Instructions for the task> Convert only the part of the records below that opens with the line containing "Would you mind pointing at the dense" and closes with the line containing "column 320, row 228" into a JSON list of strings. Use one string per line and leave out any blank lines.
┄┄┄┄┄┄
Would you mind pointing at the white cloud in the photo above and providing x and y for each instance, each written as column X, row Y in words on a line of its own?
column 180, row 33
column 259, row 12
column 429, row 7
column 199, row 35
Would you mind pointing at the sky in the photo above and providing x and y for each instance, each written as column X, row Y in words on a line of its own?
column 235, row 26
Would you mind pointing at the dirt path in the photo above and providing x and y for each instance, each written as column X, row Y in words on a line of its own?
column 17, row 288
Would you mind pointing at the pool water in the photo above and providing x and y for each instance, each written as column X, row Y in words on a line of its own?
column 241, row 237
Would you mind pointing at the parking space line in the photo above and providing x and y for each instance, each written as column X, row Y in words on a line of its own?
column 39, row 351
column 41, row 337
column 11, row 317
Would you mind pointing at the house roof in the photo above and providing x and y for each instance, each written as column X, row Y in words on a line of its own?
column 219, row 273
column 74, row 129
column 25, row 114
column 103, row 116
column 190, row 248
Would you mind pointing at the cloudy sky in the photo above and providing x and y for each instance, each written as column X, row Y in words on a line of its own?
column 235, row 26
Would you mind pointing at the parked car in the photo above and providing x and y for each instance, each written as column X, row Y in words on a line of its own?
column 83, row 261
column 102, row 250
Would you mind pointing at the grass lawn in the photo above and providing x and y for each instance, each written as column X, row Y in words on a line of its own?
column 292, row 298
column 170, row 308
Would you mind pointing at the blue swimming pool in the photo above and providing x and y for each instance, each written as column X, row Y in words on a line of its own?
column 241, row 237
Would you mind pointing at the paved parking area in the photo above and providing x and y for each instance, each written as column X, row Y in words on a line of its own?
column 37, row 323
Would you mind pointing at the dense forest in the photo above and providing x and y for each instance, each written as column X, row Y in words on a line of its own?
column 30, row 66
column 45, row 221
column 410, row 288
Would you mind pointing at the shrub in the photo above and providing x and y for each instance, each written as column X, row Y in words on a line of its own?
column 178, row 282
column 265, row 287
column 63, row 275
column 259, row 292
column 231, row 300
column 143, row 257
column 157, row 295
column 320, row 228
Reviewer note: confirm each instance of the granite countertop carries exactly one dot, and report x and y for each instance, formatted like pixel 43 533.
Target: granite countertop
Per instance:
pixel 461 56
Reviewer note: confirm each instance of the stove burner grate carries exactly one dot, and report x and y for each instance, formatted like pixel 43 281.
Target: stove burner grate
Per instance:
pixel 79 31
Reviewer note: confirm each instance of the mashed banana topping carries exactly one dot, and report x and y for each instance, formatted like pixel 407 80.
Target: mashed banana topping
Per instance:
┄┄┄┄┄┄
Solution to this problem>
[
  "Would you mind pointing at the dense forest in the photo above and providing x and y for each instance, each written as column X, row Y in words on a line of its own?",
  "column 30, row 66",
  "column 45, row 221",
  "column 410, row 288",
  "Would you mind pointing at the shrub in the photo above and providing x and y for each instance, each written as column X, row Y in words on a line of its own?",
  "column 178, row 282",
  "column 265, row 287",
  "column 63, row 275",
  "column 259, row 292",
  "column 231, row 300",
  "column 143, row 257",
  "column 157, row 295",
  "column 320, row 228"
]